━━ Available records ━━
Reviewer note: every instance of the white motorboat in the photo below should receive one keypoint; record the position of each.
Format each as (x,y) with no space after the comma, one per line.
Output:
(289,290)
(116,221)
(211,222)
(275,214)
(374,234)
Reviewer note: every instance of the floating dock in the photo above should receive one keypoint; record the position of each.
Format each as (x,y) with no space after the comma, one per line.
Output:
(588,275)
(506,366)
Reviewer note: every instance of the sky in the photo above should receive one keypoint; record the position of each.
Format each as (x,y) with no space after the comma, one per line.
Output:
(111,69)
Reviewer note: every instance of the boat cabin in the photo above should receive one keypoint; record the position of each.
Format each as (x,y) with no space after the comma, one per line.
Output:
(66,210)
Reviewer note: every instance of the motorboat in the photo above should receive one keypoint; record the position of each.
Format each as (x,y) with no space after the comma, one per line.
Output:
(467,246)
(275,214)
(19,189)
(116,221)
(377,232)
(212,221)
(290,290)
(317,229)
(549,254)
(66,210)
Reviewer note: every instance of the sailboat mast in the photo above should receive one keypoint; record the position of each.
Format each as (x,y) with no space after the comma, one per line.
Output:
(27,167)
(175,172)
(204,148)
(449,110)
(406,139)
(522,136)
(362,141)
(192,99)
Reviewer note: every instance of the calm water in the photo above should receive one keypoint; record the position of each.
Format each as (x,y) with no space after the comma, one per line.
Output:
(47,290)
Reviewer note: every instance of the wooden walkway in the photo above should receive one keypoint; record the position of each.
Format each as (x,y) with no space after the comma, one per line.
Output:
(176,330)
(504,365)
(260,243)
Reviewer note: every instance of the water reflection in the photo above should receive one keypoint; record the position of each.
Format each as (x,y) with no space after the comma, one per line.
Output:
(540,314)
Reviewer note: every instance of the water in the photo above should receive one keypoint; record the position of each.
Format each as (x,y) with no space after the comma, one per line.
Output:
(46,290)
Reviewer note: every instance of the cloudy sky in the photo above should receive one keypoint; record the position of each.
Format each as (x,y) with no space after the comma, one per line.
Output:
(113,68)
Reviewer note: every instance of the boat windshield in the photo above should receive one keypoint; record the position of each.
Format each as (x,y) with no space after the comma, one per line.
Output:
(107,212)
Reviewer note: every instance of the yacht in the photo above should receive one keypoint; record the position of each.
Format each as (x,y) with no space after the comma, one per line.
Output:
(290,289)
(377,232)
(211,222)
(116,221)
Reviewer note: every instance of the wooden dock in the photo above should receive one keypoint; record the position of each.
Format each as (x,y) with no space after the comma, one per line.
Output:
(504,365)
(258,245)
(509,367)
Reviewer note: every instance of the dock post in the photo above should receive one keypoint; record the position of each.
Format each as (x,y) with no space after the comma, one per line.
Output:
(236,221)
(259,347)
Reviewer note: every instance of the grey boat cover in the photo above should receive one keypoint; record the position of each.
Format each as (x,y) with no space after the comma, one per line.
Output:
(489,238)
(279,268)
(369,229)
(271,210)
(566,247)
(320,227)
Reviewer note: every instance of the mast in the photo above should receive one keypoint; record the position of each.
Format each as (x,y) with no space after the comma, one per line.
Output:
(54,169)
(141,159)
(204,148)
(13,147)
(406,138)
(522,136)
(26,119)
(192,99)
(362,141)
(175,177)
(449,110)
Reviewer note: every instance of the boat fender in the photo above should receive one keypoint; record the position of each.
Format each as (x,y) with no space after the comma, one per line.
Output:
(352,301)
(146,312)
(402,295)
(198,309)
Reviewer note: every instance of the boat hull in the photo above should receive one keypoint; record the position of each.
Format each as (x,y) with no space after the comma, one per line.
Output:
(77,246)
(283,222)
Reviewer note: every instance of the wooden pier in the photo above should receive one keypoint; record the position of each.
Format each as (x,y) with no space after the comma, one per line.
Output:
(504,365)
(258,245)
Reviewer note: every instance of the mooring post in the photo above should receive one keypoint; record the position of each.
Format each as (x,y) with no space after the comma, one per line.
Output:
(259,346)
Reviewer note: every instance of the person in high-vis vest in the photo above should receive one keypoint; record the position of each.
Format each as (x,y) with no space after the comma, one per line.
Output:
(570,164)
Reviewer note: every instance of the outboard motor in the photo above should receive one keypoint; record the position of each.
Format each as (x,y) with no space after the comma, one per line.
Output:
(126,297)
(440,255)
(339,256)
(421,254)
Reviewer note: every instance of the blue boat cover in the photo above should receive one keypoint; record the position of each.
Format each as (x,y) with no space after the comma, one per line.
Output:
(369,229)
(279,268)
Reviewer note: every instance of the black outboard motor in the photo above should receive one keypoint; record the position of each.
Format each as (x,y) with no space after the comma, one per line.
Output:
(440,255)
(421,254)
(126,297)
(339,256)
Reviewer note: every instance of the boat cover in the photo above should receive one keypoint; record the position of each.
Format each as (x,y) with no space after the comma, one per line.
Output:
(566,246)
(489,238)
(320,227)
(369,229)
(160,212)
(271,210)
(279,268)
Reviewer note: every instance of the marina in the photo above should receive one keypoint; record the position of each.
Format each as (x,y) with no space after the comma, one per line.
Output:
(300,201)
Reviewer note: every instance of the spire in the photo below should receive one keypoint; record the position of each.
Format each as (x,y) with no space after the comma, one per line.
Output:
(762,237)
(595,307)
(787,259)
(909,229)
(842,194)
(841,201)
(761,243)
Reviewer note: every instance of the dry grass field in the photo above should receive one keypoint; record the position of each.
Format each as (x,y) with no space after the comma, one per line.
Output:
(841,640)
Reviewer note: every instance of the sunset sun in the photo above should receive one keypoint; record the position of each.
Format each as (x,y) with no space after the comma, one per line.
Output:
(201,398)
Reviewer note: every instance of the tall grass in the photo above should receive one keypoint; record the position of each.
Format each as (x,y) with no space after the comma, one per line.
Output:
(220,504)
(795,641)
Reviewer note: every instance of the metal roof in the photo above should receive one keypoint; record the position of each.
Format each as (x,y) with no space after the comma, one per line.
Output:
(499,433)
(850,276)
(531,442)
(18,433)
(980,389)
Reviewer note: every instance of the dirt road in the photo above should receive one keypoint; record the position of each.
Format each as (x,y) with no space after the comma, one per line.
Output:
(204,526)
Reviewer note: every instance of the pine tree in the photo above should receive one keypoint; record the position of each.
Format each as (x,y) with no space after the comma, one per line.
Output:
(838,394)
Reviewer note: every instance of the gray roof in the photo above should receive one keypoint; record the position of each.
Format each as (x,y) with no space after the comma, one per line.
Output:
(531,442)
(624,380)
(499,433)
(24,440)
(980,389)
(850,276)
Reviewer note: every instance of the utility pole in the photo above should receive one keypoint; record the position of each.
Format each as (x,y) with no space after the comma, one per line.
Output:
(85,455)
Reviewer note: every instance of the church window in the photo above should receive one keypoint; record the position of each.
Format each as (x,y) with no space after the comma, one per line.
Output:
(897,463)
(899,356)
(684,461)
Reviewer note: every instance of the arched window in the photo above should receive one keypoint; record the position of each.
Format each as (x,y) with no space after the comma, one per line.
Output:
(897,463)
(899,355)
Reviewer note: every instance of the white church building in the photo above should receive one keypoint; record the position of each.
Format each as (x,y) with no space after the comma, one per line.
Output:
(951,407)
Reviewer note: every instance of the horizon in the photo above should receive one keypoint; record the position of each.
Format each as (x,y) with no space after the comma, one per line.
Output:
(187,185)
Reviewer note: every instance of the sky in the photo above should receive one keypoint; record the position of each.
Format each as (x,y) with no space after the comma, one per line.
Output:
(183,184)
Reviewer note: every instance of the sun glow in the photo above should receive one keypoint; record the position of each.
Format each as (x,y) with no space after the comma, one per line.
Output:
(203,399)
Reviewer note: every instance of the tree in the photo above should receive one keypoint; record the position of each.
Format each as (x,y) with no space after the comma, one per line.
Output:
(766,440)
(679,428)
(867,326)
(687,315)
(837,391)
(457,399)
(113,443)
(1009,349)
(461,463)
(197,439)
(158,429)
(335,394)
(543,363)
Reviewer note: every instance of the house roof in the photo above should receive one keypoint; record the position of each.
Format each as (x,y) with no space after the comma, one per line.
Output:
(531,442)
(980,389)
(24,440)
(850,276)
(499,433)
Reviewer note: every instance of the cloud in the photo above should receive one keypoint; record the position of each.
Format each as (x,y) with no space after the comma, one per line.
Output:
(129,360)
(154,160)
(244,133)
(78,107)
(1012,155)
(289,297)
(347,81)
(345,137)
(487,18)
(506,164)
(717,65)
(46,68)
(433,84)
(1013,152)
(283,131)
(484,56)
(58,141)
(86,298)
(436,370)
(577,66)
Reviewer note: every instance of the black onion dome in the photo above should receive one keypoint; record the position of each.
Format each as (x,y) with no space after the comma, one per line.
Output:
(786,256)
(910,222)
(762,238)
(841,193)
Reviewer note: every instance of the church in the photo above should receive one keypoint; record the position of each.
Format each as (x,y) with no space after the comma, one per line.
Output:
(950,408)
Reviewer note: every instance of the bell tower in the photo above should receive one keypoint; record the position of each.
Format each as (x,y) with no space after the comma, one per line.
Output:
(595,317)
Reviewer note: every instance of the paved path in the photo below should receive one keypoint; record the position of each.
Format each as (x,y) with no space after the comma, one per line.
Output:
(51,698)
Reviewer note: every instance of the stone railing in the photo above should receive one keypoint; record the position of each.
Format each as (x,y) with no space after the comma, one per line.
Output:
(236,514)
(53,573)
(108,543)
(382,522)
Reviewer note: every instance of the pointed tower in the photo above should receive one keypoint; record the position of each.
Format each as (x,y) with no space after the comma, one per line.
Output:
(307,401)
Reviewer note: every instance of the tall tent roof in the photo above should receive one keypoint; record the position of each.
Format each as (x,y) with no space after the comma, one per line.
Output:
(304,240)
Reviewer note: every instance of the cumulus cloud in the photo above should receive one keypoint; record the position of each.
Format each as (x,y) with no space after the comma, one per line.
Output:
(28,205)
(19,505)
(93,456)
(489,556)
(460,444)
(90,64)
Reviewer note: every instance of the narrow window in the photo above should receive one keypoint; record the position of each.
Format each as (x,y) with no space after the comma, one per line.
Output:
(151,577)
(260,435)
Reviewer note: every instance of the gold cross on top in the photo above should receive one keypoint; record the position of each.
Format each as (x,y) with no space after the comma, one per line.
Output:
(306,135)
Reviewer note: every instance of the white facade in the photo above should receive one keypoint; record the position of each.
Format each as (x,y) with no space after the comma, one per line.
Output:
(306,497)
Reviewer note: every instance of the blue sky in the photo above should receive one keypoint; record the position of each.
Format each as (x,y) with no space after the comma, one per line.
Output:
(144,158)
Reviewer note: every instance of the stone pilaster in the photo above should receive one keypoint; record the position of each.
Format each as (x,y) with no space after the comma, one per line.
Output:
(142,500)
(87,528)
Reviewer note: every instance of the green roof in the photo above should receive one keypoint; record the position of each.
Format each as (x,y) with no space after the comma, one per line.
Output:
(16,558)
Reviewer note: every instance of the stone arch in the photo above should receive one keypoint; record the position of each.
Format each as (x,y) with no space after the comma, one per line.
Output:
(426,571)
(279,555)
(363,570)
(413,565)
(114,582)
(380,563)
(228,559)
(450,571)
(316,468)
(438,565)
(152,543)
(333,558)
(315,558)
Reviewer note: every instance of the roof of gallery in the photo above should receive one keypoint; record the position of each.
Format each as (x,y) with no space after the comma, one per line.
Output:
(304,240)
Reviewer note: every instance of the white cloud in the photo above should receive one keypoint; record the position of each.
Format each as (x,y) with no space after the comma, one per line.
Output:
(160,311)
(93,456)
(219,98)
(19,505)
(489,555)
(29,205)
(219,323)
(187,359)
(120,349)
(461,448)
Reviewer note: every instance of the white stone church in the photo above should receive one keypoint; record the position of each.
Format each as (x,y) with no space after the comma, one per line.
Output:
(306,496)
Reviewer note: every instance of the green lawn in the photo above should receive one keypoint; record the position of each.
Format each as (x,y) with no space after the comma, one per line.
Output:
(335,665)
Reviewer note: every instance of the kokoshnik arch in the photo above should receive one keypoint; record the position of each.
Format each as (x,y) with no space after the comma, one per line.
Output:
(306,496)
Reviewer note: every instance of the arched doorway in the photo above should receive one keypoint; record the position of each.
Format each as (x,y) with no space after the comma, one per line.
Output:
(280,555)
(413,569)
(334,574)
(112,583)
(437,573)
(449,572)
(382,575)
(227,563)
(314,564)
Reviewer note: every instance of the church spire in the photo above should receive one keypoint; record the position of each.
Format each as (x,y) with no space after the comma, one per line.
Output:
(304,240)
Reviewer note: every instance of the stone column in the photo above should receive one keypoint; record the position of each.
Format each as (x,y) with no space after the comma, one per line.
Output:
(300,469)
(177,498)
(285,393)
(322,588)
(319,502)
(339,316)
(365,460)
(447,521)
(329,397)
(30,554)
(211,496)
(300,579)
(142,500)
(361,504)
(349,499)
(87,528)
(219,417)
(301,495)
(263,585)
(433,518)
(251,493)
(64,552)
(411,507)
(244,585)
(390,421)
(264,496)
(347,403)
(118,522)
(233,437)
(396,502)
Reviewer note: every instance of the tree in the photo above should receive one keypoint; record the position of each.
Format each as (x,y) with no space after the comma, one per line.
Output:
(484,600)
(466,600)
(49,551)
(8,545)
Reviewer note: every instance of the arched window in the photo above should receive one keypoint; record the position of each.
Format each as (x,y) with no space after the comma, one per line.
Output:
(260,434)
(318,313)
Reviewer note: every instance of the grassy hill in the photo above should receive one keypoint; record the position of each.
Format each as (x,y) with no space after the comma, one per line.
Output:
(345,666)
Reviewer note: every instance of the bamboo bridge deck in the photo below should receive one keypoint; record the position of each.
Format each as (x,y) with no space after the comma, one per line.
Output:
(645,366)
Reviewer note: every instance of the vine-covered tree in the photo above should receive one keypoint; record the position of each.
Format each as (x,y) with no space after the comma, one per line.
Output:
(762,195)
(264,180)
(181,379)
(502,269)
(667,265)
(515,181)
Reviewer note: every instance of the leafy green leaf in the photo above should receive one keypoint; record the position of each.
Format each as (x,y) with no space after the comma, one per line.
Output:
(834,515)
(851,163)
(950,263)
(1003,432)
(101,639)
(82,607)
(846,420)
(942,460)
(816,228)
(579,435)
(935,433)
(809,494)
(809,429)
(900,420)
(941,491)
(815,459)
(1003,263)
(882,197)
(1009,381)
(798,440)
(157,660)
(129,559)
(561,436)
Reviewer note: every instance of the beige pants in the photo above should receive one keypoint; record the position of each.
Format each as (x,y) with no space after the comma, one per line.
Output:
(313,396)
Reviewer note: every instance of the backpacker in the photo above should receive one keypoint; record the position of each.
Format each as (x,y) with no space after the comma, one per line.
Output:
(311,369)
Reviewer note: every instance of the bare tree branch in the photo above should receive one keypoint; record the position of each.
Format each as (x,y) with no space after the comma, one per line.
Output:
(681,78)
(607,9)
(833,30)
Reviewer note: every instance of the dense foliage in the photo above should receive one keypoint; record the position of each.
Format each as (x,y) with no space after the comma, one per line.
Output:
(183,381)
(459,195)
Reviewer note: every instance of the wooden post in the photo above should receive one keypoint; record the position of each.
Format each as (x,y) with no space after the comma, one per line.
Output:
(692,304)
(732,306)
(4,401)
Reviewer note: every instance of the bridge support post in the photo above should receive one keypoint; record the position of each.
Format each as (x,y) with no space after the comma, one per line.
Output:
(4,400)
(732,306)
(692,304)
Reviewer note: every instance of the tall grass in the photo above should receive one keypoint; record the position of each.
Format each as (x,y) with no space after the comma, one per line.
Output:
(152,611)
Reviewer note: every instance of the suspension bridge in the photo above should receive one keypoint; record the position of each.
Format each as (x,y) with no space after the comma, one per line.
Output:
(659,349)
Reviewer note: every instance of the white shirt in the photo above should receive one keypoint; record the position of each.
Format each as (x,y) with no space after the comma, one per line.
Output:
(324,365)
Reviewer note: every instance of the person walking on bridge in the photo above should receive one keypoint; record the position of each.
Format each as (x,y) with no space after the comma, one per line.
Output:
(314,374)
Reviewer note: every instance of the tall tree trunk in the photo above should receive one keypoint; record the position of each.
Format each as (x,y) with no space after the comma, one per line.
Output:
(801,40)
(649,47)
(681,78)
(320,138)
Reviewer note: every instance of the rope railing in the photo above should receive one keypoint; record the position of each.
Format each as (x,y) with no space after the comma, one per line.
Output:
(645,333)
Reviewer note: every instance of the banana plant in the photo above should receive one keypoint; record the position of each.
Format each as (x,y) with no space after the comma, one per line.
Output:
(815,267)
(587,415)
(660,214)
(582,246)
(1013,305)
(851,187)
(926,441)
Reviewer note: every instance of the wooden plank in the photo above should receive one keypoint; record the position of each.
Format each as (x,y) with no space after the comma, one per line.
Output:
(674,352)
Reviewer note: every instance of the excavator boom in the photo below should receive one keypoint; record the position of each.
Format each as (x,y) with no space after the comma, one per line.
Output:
━━━
◆ Written problem ◆
Turn the entries above, from the line containing "Reviewer note: every instance of the wooden plank" through the end of the entries, into a numbered list, leaving out any blank lines.

◆ Correct output ◆
1. Reviewer note: every instance of the wooden plank in the photo above should receive one keypoint; record the position of each.
2. Format each as (x,y) with no space after the comma, one per line.
3. Output:
4. (674,352)
5. Reviewer note: every instance of the excavator boom in the photo below should receive one keypoint; record the position of each.
6. Format each as (x,y) with no space after the comma, one per line.
7. Output:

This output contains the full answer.